TEXT PROVIDED =>
━━━━━━━━━━
Abstract 3074: Torsional Modulus: A Simple, Novel Index of Ventricular Stiffness
Background: Left ventricular (LV) torsion results from the helical arrangement of epicardial and endocardial myocyte fiber layers, which have opposing pitch. Torsion is viewed as a marker of LV function, and although torsional analysis models exist, they are difficult to use and complex in nature.
Hypothesis: A simple stress-strain relation describes torsion angle equilibrium in terms of wall thickness (WT) and end-diastolic diameter (EDD). A linear relationship can be demonstrated between torsion/unit length (T) and (EDD +WT)−1 the slope of which is theoretically proportional to the ratio of the circumferential component of fiber force (F) to intrinsic tissue stiffness. We hypothesized this slope would be higher than normal in mitral regurgitation (MR) due to the known increase in intrinsic tissue compliance.
Methods: Control subjects (NRM; n=39) and MR patients (n=36) underwent tagged MRI. Torsional modulus was defined as the ratio of maximal net torque from the counter-aligned helical layers (torque=F*WT) to T. From materials theory, this modulus is proportional to the mass/unit length in a cylindrical shell of radius EDD/2 and thickness WT, and to intrinsic tissue stiffness to rotation (Int).
Results: MR had increased EDD and LV mass (p<0.05 vs. NRM) with similar WT, T, and EF. T had no relation to WT (which is directly proportional to the torque; upper figure⇓ panels) but had a linear relationship with (EDD+WT)−1, with higher slope in MR indicative of greater F/Int (lower panels).
Conclusion: Stress-strain analysis of LV torque equilibrium demonstrates higher F/Int in MR, compared to NRM. This simple linear relation may provide a useful marker of intrinsic LV tissue stiffness.
━━━━━━━━━━
EXTRACTED DATA =>

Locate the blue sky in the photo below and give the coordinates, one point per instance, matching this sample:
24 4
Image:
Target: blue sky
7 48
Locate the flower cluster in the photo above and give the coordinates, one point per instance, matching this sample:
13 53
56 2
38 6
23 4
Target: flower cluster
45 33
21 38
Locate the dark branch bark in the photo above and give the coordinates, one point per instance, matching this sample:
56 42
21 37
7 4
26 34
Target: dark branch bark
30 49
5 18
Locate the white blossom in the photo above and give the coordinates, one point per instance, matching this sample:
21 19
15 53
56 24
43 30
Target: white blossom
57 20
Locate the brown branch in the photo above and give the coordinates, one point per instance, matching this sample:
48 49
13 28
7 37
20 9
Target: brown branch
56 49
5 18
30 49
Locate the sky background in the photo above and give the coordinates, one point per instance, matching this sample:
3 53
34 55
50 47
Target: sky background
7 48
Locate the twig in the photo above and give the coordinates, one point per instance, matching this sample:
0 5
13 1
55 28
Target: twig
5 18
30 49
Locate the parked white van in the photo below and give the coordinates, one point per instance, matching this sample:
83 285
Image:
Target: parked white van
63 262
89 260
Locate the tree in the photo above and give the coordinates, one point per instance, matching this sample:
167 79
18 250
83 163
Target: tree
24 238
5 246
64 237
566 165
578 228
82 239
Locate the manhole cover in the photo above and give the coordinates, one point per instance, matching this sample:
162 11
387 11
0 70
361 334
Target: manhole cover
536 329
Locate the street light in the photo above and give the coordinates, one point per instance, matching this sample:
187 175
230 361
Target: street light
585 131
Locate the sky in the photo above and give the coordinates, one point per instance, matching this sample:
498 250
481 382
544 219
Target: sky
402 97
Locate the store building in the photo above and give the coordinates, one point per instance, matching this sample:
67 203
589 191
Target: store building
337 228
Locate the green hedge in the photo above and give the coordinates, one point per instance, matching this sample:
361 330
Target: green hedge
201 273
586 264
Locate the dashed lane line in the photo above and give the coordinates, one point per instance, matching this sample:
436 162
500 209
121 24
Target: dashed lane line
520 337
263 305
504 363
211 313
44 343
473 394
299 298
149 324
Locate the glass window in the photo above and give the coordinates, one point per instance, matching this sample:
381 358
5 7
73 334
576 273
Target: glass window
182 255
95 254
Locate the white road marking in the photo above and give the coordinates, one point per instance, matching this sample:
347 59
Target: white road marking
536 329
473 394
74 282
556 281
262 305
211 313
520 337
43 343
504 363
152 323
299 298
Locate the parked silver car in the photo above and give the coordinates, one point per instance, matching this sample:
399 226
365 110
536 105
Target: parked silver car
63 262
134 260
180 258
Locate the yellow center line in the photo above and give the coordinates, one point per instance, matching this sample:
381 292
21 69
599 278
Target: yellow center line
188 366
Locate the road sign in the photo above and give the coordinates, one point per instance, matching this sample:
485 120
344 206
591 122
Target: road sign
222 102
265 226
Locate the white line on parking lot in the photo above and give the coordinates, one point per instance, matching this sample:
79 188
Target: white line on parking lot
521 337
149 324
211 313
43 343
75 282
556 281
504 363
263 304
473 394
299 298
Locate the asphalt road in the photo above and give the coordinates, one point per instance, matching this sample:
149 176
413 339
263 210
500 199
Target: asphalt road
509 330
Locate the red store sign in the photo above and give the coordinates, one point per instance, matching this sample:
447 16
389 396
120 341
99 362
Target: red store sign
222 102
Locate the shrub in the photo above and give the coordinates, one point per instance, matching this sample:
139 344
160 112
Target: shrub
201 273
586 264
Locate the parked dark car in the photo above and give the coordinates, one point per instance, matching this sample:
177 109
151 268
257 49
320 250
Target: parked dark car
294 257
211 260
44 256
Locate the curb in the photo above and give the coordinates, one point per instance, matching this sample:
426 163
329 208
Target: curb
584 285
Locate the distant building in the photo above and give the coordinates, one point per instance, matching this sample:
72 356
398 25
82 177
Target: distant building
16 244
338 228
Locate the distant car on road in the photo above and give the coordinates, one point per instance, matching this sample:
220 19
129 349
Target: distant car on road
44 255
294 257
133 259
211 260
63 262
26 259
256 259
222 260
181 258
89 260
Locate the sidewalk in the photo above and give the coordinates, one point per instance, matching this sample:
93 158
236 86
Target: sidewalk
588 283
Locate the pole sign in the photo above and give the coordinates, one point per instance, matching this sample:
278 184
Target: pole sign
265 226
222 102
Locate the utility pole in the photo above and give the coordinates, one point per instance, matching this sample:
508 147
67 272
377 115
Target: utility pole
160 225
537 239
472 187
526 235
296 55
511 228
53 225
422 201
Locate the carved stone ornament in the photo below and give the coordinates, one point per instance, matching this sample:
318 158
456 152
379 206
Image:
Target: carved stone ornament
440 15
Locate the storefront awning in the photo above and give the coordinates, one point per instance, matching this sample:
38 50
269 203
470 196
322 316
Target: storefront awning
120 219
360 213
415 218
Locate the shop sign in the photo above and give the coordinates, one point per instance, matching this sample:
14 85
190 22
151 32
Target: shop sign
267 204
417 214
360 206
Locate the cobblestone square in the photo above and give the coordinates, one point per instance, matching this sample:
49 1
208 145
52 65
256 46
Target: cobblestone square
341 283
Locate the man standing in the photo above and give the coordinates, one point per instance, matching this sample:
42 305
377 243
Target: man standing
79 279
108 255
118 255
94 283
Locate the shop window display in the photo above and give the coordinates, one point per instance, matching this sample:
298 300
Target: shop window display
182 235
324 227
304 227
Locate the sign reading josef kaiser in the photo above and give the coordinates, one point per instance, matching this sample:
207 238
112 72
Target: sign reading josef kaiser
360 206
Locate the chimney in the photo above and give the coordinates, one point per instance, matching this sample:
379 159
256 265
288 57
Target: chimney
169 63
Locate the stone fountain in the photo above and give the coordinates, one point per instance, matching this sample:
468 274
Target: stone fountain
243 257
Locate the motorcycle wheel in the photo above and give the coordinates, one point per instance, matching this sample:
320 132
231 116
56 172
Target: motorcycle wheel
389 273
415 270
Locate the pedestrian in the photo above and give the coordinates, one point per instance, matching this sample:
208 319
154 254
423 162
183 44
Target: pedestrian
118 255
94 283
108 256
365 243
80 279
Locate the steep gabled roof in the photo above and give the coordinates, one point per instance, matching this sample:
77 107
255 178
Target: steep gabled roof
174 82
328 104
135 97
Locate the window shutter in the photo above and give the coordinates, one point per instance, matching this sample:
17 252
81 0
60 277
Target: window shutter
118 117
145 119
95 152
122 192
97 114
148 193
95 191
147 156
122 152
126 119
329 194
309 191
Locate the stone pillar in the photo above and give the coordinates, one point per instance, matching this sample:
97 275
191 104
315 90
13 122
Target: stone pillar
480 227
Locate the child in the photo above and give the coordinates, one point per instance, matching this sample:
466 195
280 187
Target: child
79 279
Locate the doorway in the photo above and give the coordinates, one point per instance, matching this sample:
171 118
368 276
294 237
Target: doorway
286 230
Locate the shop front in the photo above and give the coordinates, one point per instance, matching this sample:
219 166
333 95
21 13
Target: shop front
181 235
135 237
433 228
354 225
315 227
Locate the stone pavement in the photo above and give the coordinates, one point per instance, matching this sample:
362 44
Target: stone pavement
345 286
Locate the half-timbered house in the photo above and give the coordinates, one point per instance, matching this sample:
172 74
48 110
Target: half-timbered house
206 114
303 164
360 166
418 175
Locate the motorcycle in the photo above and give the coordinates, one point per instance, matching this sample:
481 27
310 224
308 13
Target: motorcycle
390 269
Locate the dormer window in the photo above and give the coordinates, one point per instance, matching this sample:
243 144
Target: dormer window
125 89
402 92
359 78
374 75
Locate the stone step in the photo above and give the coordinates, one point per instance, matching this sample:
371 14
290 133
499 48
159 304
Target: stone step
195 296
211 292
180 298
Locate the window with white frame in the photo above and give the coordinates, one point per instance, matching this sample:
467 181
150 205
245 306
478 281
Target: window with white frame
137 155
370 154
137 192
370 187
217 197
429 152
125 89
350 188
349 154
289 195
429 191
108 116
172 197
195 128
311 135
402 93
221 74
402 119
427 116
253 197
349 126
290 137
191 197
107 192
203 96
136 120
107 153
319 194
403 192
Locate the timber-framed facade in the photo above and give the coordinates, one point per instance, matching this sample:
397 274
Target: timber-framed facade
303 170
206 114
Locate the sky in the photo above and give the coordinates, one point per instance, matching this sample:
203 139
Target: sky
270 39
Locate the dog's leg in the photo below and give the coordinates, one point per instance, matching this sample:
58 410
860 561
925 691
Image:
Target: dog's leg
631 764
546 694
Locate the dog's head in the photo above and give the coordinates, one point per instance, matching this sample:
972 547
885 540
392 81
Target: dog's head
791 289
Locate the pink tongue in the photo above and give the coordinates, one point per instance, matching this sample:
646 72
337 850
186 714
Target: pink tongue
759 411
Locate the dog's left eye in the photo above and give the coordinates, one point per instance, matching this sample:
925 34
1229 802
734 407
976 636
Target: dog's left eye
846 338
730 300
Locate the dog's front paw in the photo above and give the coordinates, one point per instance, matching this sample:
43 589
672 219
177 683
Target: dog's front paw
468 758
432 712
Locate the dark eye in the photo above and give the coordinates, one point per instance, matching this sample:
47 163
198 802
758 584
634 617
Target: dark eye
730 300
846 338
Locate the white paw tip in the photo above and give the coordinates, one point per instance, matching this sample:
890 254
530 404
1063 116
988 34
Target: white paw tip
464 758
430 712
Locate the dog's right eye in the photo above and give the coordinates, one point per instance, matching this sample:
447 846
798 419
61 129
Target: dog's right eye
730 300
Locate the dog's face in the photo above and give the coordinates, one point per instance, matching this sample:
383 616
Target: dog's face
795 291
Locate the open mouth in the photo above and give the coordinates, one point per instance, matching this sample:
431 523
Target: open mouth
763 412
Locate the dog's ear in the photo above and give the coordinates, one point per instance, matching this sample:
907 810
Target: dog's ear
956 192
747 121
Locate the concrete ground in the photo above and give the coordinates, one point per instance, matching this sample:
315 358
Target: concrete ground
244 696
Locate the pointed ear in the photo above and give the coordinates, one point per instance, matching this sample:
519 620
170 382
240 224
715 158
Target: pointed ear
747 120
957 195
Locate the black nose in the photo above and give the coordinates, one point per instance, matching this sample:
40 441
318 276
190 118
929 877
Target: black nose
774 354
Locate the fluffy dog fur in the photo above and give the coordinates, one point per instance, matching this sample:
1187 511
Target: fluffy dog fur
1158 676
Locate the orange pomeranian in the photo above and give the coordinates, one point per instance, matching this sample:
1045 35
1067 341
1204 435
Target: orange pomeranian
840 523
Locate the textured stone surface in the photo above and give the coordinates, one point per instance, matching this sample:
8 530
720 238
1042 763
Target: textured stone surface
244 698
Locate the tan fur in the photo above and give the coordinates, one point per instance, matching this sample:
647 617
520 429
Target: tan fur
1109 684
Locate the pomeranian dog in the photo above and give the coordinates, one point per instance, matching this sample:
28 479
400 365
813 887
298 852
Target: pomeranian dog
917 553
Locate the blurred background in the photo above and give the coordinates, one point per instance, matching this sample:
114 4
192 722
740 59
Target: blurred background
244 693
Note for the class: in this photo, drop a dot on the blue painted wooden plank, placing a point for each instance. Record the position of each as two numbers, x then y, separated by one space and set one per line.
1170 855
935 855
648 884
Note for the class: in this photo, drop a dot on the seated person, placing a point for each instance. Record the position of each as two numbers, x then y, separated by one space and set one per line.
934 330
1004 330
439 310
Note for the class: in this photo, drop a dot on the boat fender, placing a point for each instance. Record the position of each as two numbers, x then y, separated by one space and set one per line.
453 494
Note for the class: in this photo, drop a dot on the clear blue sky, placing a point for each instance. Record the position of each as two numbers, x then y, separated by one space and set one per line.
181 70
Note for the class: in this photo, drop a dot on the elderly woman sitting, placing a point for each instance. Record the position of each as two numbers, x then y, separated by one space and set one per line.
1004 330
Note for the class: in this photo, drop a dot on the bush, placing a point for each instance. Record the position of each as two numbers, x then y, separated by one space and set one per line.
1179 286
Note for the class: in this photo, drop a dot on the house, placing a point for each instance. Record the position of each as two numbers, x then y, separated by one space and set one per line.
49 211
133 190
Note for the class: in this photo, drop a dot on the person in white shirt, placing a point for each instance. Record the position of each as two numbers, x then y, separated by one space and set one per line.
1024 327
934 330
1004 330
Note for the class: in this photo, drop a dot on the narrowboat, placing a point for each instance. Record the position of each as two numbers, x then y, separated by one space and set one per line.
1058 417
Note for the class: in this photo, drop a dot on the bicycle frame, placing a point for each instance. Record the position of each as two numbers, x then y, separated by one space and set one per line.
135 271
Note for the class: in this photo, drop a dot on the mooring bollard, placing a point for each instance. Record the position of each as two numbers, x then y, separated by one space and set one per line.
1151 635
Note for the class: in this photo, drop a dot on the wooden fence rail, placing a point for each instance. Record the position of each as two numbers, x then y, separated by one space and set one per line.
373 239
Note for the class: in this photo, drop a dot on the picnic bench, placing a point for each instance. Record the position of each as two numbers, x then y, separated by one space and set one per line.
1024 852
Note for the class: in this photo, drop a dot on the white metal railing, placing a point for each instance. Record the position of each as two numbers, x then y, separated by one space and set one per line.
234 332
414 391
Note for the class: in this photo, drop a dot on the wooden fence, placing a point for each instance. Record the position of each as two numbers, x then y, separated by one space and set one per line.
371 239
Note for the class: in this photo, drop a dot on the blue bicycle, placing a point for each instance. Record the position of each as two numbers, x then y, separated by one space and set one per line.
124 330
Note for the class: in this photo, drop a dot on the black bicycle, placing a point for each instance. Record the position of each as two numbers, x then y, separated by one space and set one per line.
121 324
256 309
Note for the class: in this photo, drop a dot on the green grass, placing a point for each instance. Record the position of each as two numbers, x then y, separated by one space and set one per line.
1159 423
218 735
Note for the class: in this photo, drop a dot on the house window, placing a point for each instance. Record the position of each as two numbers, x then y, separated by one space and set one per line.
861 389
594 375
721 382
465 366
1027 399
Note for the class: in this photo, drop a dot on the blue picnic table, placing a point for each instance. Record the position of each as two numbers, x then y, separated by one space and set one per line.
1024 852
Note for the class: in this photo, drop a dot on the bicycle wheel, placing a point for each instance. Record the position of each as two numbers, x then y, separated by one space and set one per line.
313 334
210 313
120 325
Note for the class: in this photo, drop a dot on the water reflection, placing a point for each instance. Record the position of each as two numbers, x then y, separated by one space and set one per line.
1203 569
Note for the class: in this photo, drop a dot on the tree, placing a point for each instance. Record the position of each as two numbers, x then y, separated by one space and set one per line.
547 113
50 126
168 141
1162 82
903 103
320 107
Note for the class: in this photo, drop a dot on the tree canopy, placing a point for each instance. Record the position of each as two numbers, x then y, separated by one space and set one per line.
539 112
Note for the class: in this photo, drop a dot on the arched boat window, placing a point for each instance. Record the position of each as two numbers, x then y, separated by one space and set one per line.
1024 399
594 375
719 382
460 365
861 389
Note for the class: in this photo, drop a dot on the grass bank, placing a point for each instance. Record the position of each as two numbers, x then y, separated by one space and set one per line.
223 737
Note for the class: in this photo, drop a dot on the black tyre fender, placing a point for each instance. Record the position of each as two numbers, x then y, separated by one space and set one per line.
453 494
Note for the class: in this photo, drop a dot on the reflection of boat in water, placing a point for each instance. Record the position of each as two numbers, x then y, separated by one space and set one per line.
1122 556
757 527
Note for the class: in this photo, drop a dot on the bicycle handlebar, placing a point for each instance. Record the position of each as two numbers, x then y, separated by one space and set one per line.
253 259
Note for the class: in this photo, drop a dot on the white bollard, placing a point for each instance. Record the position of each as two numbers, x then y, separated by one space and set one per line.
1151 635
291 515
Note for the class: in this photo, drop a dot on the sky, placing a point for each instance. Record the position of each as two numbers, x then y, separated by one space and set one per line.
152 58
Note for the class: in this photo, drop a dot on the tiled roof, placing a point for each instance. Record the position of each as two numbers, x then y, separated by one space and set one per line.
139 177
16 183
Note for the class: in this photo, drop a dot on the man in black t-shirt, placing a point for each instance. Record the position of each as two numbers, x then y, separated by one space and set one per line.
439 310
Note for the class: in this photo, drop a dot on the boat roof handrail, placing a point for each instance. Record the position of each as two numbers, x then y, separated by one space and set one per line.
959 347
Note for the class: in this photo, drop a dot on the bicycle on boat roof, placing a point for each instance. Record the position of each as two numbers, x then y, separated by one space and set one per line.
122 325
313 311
━━━━━━━━━━
TASK INSTRUCTIONS =>
A - List the section headings of the abstract on torsional modulus, in order.
B - Transcribe the passage of the abstract on torsional modulus between "Results: MR had" and "F/Int (lower panels).", inclusive.

PROBLEM SOLUTIONS =>
A - Background, Hypothesis, Methods, Results, Conclusion

B -
Results: MR had increased EDD and LV mass (p<0.05 vs. NRM) with similar WT, T, and EF. T had no relation to WT (which is directly proportional to the torque; upper figure⇓ panels) but had a linear relationship with (EDD+WT)−1, with higher slope in MR indicative of greater F/Int (lower panels).